EXERCISE GOAL:
Extract the records verbatim, line for line, from their start through the line containing "[232,129,355,254]", including that line, and leave the pictures out.

-------

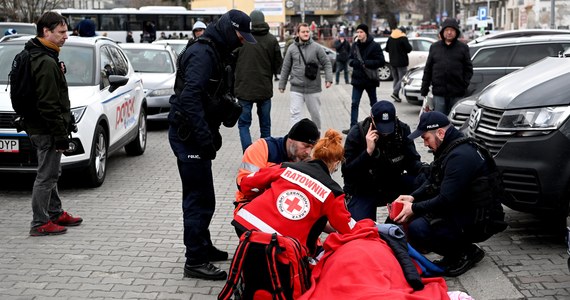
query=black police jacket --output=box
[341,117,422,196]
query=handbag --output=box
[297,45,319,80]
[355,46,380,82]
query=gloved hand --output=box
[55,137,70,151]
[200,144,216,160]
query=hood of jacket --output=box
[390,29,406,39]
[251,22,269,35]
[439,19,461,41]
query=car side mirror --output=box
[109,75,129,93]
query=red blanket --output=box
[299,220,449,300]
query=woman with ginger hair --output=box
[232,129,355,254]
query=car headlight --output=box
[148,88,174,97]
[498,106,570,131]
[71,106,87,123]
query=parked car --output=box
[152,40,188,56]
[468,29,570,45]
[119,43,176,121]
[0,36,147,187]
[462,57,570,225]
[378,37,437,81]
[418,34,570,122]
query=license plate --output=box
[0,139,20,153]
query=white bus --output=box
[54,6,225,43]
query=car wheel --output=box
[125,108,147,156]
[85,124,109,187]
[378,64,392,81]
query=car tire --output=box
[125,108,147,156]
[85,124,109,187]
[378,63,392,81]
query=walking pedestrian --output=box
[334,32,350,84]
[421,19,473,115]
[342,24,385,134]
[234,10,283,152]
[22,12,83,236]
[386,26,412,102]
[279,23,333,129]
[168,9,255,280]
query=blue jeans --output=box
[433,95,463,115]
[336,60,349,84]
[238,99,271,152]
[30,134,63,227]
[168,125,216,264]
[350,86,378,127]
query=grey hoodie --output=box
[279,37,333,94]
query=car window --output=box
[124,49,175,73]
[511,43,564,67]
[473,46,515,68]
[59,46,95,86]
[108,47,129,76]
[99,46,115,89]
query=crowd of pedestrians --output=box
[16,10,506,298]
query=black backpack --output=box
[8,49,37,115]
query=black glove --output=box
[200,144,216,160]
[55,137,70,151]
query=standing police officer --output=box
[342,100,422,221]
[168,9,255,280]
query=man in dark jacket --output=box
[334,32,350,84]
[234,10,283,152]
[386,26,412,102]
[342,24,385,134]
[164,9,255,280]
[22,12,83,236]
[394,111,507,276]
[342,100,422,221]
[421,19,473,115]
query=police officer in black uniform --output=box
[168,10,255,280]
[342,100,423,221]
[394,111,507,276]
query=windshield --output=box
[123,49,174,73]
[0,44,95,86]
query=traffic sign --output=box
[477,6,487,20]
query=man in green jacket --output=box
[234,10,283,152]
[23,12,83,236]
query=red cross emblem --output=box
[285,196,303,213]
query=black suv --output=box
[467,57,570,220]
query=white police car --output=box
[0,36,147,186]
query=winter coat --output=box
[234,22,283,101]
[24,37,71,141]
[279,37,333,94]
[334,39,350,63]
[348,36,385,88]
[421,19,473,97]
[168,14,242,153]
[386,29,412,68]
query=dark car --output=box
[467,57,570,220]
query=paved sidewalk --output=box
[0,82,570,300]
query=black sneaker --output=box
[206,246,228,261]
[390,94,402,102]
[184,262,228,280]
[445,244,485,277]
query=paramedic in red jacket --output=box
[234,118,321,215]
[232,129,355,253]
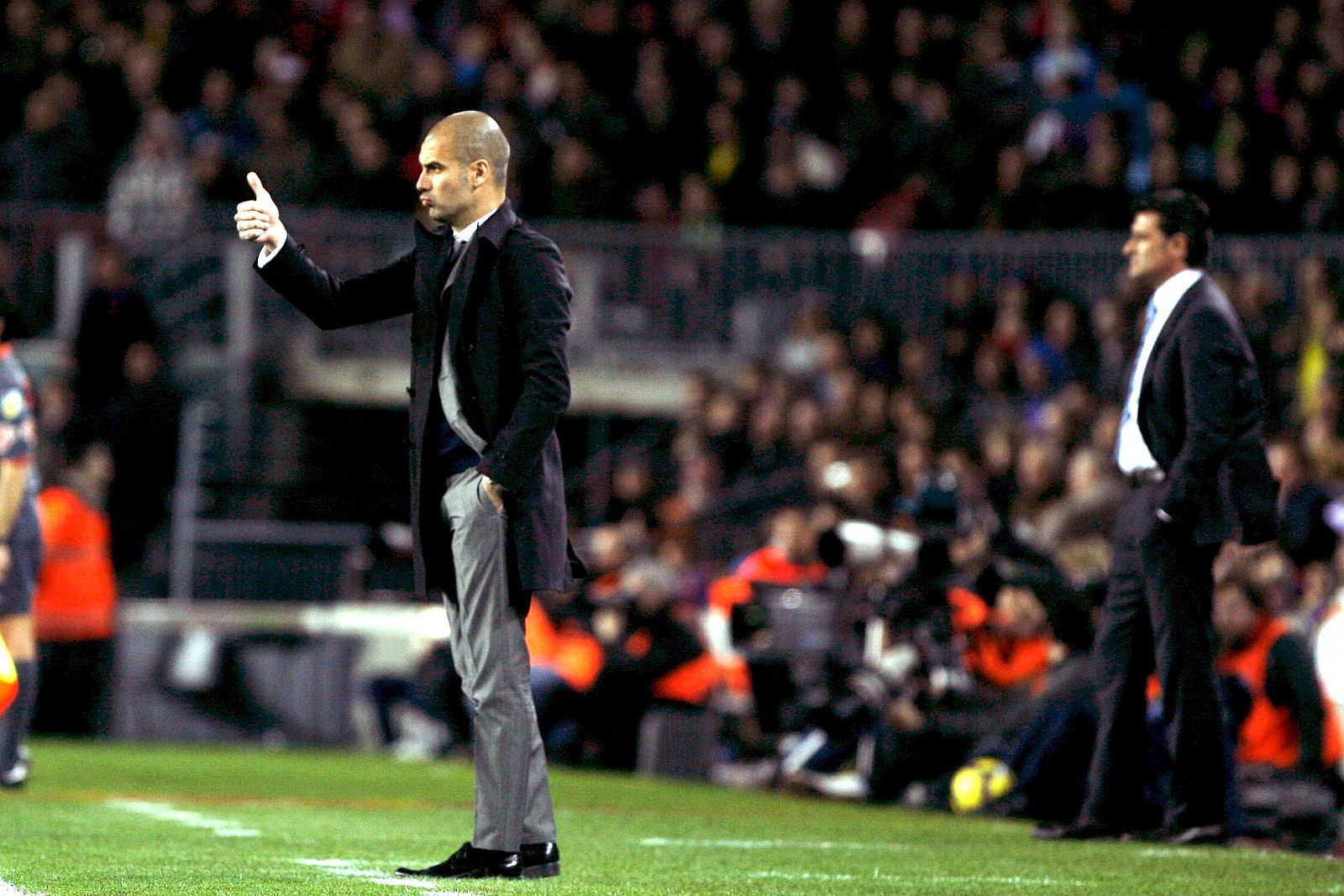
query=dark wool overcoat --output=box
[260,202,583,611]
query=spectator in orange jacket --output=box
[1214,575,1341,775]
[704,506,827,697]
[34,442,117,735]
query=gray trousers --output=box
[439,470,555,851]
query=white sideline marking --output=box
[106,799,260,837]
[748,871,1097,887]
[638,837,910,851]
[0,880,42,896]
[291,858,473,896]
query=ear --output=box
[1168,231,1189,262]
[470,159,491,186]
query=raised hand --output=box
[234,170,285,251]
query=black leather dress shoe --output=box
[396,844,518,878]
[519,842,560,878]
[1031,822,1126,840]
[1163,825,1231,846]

-------

TASK SOLUTION:
query=black police jacket --output=box
[341,117,422,196]
query=handbag --output=box
[297,45,319,80]
[355,46,380,82]
query=gloved hand --output=box
[55,137,70,151]
[200,144,216,160]
query=hood of jacket --output=box
[390,29,406,39]
[251,22,269,35]
[439,19,461,41]
query=car side mirror --output=box
[109,75,129,93]
query=red blanket --output=box
[299,220,449,300]
query=woman with ginger hair --output=box
[232,129,355,254]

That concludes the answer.